(Records excerpted from a collection)
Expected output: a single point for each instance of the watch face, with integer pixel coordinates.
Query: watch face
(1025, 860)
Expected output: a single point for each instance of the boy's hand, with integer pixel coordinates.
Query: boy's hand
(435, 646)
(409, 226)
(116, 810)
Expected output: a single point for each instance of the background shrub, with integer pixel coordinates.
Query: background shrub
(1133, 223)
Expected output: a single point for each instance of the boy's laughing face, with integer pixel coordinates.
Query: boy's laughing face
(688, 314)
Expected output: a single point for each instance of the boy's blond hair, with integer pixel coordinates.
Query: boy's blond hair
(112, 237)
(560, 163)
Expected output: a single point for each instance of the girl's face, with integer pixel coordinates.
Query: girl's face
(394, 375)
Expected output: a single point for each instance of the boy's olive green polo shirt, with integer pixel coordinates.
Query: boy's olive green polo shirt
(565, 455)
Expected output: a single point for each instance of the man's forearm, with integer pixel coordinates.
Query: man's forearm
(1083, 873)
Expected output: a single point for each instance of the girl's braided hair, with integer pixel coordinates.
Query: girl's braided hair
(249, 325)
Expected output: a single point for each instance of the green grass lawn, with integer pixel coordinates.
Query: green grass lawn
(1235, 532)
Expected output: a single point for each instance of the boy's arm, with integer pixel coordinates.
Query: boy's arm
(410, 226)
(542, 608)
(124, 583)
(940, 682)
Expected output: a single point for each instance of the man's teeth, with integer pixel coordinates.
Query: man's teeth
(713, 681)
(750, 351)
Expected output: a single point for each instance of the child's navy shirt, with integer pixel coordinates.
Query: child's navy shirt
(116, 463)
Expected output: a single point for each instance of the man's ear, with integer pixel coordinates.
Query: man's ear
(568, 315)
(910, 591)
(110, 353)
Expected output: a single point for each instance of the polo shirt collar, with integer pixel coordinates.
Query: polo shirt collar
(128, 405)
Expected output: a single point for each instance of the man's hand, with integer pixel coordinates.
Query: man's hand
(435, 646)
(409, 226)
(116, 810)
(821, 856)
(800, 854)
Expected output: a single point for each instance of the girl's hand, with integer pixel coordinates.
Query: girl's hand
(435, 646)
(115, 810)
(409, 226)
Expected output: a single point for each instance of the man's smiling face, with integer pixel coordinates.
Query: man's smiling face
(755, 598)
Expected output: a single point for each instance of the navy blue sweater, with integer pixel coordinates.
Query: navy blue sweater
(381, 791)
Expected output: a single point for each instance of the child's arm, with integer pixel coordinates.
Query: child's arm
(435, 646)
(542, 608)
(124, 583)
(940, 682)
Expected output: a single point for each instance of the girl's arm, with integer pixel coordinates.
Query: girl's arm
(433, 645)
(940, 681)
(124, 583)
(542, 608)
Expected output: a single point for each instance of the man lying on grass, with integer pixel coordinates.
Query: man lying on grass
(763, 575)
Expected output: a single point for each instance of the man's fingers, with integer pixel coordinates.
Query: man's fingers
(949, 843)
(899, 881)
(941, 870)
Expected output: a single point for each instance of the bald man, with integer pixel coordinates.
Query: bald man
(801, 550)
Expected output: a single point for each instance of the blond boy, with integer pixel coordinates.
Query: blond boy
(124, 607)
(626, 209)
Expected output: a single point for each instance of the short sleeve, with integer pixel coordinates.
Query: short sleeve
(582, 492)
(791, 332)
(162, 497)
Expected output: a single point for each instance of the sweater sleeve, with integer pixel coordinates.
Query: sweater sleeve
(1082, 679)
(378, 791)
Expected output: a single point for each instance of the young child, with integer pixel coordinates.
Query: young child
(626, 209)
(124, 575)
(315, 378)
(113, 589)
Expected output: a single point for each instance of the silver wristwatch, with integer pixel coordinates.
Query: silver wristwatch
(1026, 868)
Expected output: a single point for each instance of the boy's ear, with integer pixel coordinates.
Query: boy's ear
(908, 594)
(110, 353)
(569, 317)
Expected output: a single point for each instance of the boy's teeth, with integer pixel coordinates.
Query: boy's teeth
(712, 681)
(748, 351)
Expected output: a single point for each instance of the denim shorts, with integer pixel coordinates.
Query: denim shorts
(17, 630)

==

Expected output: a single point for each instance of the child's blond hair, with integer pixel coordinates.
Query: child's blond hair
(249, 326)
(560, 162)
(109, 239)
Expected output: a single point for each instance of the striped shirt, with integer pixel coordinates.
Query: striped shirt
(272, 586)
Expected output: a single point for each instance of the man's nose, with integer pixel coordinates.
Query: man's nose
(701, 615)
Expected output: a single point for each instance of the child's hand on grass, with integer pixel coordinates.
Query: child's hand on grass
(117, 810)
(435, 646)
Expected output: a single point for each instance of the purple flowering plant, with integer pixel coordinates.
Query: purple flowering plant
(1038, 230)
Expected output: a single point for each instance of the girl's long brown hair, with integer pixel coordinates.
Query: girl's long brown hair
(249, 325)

---

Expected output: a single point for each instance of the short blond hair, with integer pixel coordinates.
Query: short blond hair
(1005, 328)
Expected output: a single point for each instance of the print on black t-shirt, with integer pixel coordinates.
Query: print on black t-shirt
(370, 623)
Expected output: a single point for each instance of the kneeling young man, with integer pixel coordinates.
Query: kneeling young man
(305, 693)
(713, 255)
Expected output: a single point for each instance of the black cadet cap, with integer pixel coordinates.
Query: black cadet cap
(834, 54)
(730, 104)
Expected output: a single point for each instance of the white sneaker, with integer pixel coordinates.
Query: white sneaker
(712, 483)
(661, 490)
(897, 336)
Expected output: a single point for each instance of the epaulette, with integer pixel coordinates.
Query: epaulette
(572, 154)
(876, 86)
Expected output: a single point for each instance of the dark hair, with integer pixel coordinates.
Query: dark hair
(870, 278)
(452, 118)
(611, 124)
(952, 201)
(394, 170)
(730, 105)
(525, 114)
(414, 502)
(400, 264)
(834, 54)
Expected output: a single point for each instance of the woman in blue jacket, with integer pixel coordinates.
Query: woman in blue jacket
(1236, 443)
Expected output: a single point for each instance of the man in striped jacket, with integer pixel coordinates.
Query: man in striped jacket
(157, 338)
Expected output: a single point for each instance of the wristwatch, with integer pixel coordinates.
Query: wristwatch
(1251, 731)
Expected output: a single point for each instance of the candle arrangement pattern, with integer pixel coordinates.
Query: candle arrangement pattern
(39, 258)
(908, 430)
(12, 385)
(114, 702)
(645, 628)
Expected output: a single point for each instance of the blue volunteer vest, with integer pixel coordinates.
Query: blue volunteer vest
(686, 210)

> _Your goal_:
One stretch of the lines above is wanted, from the line that contains "boy's blond hair, with integer pixel coordinates." through the line that contains "braided hair, with integer pixel coordinates.". Output it exactly.

> _Written response_:
Expected output: a single point for each instance of the boy's blond hair, with integer pixel coordinates.
Query: boy's blond hair
(112, 237)
(560, 163)
Expected output: a single point for each instance of the girl's face, with integer pixel coordinates.
Query: girl's face
(394, 375)
Expected output: a single point for each instance of the boy's olive green polo shirt, with integer pixel coordinates.
Query: boy's olive green polo shirt
(565, 455)
Expected output: a single point for each instance of the man's forearm, with integer pixel coordinates.
Query: man's forearm
(1083, 873)
Expected output: a single point for each instance of the girl's braided hair, with integer pixel coordinates.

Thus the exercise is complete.